- Information given -
----------------

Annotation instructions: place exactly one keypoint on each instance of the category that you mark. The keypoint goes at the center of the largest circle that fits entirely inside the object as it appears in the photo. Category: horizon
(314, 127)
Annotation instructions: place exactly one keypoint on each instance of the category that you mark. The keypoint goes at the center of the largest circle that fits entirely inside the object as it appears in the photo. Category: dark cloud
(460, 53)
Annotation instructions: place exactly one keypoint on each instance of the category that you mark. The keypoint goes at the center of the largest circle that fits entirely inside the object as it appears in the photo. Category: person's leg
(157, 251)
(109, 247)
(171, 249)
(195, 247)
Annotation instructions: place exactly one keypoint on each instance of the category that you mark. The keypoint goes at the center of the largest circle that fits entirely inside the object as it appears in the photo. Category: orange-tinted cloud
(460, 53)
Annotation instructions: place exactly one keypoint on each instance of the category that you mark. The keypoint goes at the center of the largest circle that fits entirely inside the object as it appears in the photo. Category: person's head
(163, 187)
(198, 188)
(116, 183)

----------------

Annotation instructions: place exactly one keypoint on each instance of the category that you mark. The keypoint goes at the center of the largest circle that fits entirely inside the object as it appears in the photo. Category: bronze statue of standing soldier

----------------

Copy out each line of the records above that contains the string "cloud". Case matters.

Annotation instructions: place exactly one keypoint on each instance of the category that you mark. The keypoint goes at the center of the largest circle that fits entirely inside the object as it appears in the photo. Category: dark cloud
Annotation instructions: place exactly one keypoint on each instance of the category that you mark. The keypoint goes at the center of the largest circle that fits entirely inside the object as it appears in the photo. Category: orange-tinted cloud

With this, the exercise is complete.